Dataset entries

·····

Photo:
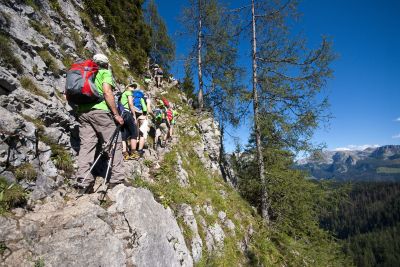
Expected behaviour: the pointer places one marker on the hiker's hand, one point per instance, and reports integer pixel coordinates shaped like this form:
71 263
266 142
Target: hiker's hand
119 119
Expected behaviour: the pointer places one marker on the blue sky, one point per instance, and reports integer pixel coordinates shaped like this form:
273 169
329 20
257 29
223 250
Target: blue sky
365 90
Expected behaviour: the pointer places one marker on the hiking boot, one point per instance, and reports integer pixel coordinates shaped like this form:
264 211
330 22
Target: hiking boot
126 155
84 188
134 155
125 183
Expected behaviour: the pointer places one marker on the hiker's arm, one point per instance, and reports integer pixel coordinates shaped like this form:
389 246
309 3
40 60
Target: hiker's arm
109 98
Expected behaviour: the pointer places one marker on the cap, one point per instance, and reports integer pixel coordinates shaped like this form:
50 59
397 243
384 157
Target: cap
132 84
101 59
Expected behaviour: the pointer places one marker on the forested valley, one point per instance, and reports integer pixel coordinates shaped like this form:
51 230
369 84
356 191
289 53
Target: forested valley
365 217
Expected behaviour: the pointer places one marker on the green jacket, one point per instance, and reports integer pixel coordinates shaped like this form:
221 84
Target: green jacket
102 76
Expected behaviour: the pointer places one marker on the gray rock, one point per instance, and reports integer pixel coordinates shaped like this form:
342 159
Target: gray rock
158 239
222 216
230 225
7 82
186 212
208 209
215 238
181 173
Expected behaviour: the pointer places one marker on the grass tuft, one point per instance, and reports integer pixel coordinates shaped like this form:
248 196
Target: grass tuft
11 196
25 172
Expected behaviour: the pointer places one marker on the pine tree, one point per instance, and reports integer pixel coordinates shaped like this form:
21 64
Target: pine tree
162 47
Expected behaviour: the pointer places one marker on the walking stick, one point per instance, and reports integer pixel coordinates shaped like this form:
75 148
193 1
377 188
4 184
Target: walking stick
111 160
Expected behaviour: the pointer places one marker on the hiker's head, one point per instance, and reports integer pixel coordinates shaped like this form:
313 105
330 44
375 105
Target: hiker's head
101 60
132 86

·····

What is required → Exactly as they appear above, write out all the entries, but not the images.

Solution for this problem →
Photo:
Expected behaviour: the pointer places one marker on the hiker's hand, one point per instance, and reports integer pixel coordinates shaped like this form:
71 263
266 142
Target: hiker's hand
119 119
Expected behaviour: the pointer places one marker on the blue sky, one point per instance, and reports integer pixel coordinates shaped like this form:
273 169
329 20
257 29
223 250
Target: blue sky
365 90
Expected behaviour: the pointer places one marker on the hiking boot, one point per instance, and reports integer pixel coordinates shaped like this form:
264 211
330 22
Target: hiking boot
126 155
84 188
134 155
125 183
Expected behaviour: the pointer places one marker on the hiker's arm, one point per instance, and reports integer pixel coordinates shaped like this form:
389 246
309 3
40 60
Target: hiker's arm
109 98
Expected behaviour: the pointer places one marker on the cap, one point per instance, and reports integer pixel coordinates shaped like this form:
50 59
397 243
384 157
Target: cap
132 84
101 59
Expected behaviour: the pointer places one marker on the forested valley, one point per instance, and reports integer pixel coordinates shaped like this form:
51 230
369 84
356 191
289 53
Target: forested valley
365 217
Expected behaviour: the pointer places one marker on the green jacket, one point per instance, and reports integer pixel coordinates shaped like this form:
221 84
Target: green jacket
102 76
Expected behaviour: the pointer places one marker on the gray rock, one point per instance, and reports integer pixel coordinates shaped like this form:
342 159
Target: gray rock
158 239
222 216
230 225
7 82
186 212
208 209
215 238
181 173
Expected behaviour: the pointer places one marker on the grass tuft, one point per instance, and reports integer pixel coordinates shaped like this form:
248 196
Target: grass tuft
11 196
25 172
Expected behaviour: the pointer places one marker on the pine tree, one point per instance, and reports integer pixel coordinates shaped like this form:
21 64
Target: pine tree
162 47
Expected behaviour: the pointer places one marker on the walking stick, one point per instance, and reports integer pixel coordinates shaped like this form:
75 148
193 1
377 188
4 184
Target: walking stick
111 160
Expected behaviour: the pointer places one marker on the hiker's head, one point per instance, and reports integer pixel coordinates shaped like this form:
313 105
330 44
375 105
Target: hiker's head
101 60
132 86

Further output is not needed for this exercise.